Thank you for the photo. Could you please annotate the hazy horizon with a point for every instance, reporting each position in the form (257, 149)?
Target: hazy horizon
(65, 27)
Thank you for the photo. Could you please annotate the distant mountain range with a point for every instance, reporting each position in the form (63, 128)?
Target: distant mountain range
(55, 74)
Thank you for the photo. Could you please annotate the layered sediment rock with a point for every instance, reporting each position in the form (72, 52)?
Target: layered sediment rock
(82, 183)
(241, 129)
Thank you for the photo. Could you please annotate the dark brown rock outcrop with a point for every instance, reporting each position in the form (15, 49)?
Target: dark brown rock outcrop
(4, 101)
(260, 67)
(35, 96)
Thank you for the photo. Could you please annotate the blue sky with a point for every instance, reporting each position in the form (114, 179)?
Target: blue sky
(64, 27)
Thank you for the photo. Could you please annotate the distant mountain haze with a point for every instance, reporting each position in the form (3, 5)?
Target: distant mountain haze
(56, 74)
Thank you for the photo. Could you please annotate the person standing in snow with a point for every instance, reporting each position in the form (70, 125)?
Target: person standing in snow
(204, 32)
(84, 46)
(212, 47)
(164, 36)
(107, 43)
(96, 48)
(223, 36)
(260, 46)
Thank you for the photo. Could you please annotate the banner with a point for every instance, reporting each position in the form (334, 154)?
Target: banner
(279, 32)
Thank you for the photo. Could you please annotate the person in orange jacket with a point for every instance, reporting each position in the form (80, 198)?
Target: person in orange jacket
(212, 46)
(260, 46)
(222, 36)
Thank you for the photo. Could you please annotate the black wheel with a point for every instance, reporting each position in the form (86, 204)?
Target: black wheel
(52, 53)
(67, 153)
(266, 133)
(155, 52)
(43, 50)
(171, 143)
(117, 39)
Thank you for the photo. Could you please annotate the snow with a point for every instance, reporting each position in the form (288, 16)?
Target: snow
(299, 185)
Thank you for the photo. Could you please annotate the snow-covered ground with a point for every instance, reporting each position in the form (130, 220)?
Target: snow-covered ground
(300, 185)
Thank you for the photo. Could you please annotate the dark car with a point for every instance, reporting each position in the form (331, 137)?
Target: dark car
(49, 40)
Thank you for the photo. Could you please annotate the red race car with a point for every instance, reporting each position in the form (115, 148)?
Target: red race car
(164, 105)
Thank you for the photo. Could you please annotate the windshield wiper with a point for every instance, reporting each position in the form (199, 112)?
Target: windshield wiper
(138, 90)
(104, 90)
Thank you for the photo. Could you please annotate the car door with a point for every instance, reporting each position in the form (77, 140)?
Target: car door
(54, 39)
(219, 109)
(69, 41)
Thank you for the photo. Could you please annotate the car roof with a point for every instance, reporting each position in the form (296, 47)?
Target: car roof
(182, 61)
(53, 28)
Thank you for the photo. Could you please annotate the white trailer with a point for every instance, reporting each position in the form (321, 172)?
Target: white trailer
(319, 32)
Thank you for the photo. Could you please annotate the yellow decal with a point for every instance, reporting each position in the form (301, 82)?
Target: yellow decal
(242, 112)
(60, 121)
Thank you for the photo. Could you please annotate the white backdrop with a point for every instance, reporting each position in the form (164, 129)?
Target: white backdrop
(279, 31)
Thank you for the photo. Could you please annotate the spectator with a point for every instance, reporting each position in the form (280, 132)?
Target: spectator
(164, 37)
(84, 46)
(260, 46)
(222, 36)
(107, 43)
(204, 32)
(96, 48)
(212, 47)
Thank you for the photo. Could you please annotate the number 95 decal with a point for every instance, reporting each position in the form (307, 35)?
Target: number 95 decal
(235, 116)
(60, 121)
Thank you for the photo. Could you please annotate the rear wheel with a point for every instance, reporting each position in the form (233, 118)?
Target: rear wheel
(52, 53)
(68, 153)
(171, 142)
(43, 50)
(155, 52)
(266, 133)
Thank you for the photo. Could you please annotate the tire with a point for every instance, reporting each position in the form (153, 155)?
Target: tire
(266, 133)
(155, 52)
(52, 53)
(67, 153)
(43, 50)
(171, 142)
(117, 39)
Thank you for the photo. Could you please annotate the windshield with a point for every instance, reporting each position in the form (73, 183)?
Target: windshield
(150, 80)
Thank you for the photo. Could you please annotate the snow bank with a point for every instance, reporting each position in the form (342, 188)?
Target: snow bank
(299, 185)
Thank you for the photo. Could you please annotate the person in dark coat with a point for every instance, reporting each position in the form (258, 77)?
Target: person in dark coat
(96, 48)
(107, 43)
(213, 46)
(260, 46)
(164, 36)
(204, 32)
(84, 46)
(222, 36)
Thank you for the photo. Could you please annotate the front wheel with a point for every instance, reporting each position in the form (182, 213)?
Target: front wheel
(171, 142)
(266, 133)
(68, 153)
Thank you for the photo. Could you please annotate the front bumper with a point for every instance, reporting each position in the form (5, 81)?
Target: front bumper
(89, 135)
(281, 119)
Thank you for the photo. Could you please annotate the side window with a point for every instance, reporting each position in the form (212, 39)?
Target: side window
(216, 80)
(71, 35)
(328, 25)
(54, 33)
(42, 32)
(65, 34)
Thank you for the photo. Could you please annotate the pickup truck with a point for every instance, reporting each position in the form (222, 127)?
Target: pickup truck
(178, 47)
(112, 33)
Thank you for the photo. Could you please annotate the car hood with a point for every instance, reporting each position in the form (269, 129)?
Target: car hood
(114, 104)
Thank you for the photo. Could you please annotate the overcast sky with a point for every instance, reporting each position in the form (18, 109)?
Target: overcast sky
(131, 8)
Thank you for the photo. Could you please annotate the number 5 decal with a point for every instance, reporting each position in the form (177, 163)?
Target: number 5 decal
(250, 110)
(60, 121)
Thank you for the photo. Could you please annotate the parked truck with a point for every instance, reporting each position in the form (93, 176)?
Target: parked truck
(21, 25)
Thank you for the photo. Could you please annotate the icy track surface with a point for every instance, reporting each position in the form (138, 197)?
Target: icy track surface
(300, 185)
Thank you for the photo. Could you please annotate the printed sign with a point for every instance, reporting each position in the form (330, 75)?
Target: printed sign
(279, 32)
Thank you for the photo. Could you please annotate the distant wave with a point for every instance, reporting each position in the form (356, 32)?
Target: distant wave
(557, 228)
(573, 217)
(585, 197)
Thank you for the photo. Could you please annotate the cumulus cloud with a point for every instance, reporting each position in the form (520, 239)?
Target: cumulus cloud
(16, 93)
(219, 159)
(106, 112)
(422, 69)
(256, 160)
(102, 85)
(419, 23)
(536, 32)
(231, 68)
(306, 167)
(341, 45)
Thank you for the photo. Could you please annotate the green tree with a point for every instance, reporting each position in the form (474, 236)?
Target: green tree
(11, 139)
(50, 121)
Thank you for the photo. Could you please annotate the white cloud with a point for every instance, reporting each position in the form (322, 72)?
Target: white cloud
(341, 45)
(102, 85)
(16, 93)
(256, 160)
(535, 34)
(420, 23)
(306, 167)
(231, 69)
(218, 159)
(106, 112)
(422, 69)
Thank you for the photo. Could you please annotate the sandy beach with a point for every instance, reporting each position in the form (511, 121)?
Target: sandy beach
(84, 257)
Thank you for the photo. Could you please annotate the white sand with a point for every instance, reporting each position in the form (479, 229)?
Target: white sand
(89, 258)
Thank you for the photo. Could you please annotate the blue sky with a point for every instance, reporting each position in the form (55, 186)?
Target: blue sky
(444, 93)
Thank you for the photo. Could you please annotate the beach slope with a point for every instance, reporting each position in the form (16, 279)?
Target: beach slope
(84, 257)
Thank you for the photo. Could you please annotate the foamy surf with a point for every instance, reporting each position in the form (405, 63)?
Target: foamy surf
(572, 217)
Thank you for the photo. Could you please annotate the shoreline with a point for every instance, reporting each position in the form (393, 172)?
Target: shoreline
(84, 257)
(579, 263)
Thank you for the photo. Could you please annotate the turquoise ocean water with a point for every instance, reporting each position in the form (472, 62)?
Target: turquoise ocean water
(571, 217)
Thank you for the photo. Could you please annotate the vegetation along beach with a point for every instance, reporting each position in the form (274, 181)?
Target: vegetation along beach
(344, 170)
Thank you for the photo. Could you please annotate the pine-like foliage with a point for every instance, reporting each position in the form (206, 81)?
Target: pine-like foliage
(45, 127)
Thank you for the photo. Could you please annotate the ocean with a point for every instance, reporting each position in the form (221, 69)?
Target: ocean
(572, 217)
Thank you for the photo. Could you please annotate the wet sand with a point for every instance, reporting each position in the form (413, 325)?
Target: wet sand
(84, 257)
+++
- [Work order] Nothing but the lines from the one containing "Target: ocean" through the last line of the material should be returned, each exactly as written, both ends included.

- [Reply]
Target: ocean
(572, 217)
Thank you for the photo. Could you please annotate the wet sand with a point for every instance, reporting each position in the form (413, 325)?
Target: wet sand
(84, 257)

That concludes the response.